Records from a data source
^^^^^^^^

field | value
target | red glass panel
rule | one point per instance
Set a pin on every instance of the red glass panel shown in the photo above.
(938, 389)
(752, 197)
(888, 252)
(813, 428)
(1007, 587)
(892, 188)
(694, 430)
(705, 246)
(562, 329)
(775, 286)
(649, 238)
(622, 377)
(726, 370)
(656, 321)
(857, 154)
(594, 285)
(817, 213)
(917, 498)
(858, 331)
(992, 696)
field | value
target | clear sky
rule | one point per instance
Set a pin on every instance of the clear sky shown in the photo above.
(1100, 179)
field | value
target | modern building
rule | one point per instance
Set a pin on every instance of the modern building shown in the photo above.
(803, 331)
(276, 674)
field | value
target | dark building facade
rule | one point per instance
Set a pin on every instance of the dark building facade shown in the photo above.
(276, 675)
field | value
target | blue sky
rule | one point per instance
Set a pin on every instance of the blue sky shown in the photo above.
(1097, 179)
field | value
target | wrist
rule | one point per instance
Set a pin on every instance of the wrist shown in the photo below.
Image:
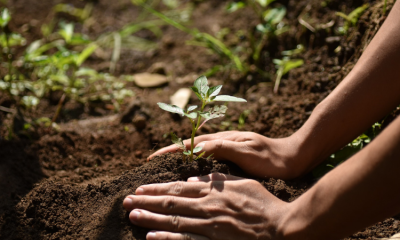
(292, 225)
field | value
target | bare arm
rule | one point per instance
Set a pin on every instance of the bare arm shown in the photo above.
(358, 193)
(367, 94)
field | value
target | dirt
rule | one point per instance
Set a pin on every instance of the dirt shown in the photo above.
(69, 183)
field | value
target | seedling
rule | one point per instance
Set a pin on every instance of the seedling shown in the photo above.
(352, 18)
(286, 64)
(206, 95)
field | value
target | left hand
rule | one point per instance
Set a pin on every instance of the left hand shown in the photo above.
(216, 206)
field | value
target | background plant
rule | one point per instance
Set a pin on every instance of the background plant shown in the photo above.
(206, 95)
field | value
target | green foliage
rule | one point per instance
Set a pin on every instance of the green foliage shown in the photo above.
(286, 64)
(206, 95)
(347, 151)
(352, 18)
(55, 63)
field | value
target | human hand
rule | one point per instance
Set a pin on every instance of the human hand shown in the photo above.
(255, 154)
(216, 206)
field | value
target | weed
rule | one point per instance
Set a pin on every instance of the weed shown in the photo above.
(206, 95)
(347, 151)
(286, 64)
(352, 18)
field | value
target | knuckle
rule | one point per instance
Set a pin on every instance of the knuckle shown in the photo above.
(186, 236)
(169, 203)
(177, 188)
(175, 223)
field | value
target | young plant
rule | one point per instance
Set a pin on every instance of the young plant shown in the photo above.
(352, 18)
(206, 95)
(286, 64)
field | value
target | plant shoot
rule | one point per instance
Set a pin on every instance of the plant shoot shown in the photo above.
(206, 95)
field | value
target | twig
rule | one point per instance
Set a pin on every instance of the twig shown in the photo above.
(9, 110)
(59, 105)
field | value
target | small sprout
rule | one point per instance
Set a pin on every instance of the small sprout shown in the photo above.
(352, 18)
(206, 95)
(284, 66)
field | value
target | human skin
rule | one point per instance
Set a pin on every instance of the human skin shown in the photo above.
(354, 195)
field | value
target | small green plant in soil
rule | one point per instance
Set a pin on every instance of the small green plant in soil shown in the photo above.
(286, 64)
(347, 151)
(206, 95)
(352, 18)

^^^^^^^^

What you will do |
Repeat the data exactly in full, omitting its pictures.

Right answer |
field | value
target | red glass panel
rule | one point per instance
Set a pin on every instance of the red glass panel shown in the photo above.
(938, 389)
(752, 197)
(888, 252)
(813, 428)
(1007, 587)
(892, 188)
(694, 430)
(705, 246)
(562, 329)
(775, 286)
(649, 238)
(622, 377)
(726, 370)
(656, 321)
(857, 154)
(594, 285)
(817, 213)
(917, 498)
(858, 331)
(992, 696)
field | value
target | clear sky
rule | one point per instance
Set a pin on every instance of the clear sky shown in the photo above.
(1100, 179)
field | value
target | modern building
rule | one point per instance
Set a pin on every instance of the modern building shown in the photo above.
(803, 331)
(276, 674)
field | value
target | dark building facade
rule | one point per instance
Set a pin on every instance of the dark building facade shown in the photo above.
(276, 675)
field | value
target | blue sky
rule | one point per instance
Set a pin on every instance of the blue sky shown in the photo above.
(1097, 179)
field | value
target | wrist
rule | one point per instance
Set a pin on every instance of the wrist shown in the photo below.
Image:
(292, 225)
field | value
target | bare arm
rule | one point per instance
Set a pin on every instance of the bare arm shown in the photo above.
(358, 193)
(367, 94)
field | value
target | dirt
rule | one point per instance
Set a pin on every instance of the dirt shown in the photo above.
(69, 183)
field | value
target | seedling
rule | one point per instance
Set a pin on every instance of the seedling shown in the photo above.
(352, 18)
(286, 64)
(206, 95)
field | value
target | left hand
rule | one point per instance
Set a pin on every instance of the left hand shown in the photo above.
(216, 206)
field | value
target | background plant
rule | one point per instance
Set a pin on every instance of the background plant shown in the photo above.
(206, 95)
field | value
target | green foliage
rule | one point per instance
Set a pin on every instance of the green foliage shown in the photo above.
(286, 64)
(206, 95)
(347, 151)
(352, 18)
(55, 63)
field | value
target | human hand
rule | one point per instance
Set a pin on every instance of the human hand shown in the photo above.
(255, 154)
(216, 206)
field | value
target | weed
rule | one point per instance
Set a pin on every instance of the weed shown in the photo above.
(206, 95)
(347, 151)
(286, 64)
(352, 18)
field | value
target | knuckle
rule | one point per instance
Set a pin on every instance of the knuckle shown in the photo above.
(186, 236)
(169, 203)
(177, 188)
(175, 223)
field | value
target | young plant
rule | one point per instance
Set a pin on every instance of the young plant shown in the photo above.
(352, 18)
(206, 95)
(286, 64)
field | value
target | plant shoot
rule | one point per instance
Set a pin on every instance of the plant shoot shown in the photo above.
(206, 95)
field | value
target | twig
rule | one point per instance
Set a pin on every instance of the twig shown in the photo above.
(9, 110)
(59, 105)
field | value
target | small sprout
rule | one point per instance
Set a pin on every instance of the small sprout shown in the photo above.
(352, 18)
(206, 95)
(284, 66)
field | value
target | human skin
rule | one point per instance
Set a pin on every instance of the human skin shown in the photo above.
(354, 195)
field | value
target | small green plant in soil
rule | one point per instance
Set a pin on every instance of the small green plant in soil shown in the photo above.
(286, 64)
(347, 151)
(206, 95)
(352, 18)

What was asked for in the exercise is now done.